• **What to produce**: Show each line in the records below that contains the string "banner", copying every such line in full.

[begin Provided information]

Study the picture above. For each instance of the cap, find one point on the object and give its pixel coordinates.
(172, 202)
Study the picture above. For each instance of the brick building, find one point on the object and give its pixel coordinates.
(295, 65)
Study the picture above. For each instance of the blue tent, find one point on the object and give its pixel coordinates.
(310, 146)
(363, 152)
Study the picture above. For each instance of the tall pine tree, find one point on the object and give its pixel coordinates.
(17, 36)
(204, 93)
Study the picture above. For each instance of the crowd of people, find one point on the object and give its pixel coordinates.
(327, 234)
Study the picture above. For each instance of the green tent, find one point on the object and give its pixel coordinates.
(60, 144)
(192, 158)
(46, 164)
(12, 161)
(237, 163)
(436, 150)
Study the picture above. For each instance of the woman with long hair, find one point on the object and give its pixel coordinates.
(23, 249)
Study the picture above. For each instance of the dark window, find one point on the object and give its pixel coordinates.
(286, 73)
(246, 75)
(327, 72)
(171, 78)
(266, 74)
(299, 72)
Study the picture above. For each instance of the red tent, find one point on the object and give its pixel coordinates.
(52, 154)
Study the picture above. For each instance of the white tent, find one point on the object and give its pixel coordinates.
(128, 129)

[end Provided information]
[begin Provided information]

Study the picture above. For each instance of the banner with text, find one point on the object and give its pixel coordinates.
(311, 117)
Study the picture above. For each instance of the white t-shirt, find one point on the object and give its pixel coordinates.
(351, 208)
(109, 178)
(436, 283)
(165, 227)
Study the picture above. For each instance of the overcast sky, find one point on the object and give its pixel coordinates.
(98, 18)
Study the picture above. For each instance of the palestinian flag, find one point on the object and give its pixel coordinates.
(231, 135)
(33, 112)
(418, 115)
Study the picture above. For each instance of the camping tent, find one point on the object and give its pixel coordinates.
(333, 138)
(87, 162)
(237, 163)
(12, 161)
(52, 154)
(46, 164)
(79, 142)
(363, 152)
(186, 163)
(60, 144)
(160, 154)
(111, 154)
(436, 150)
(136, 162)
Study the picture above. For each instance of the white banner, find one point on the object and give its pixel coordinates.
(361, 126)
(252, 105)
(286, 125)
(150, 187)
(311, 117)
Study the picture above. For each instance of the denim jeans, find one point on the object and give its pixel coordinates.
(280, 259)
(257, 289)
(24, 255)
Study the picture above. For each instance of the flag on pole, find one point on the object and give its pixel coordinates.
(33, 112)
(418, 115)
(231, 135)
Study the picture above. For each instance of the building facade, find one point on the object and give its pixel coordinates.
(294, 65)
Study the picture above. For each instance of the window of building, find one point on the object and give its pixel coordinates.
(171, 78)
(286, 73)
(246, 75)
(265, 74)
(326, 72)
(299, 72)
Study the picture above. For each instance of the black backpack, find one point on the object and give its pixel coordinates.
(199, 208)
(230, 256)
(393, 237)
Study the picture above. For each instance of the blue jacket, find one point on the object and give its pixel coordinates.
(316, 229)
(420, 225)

[end Provided information]

• **Finished exercise**:
Study the picture above. For each instance of the banner with text, find one point on the object and give its pixel coordinates.
Study the picture above. For each instance of the white banner, find one point on the object and give its pixel coordinates.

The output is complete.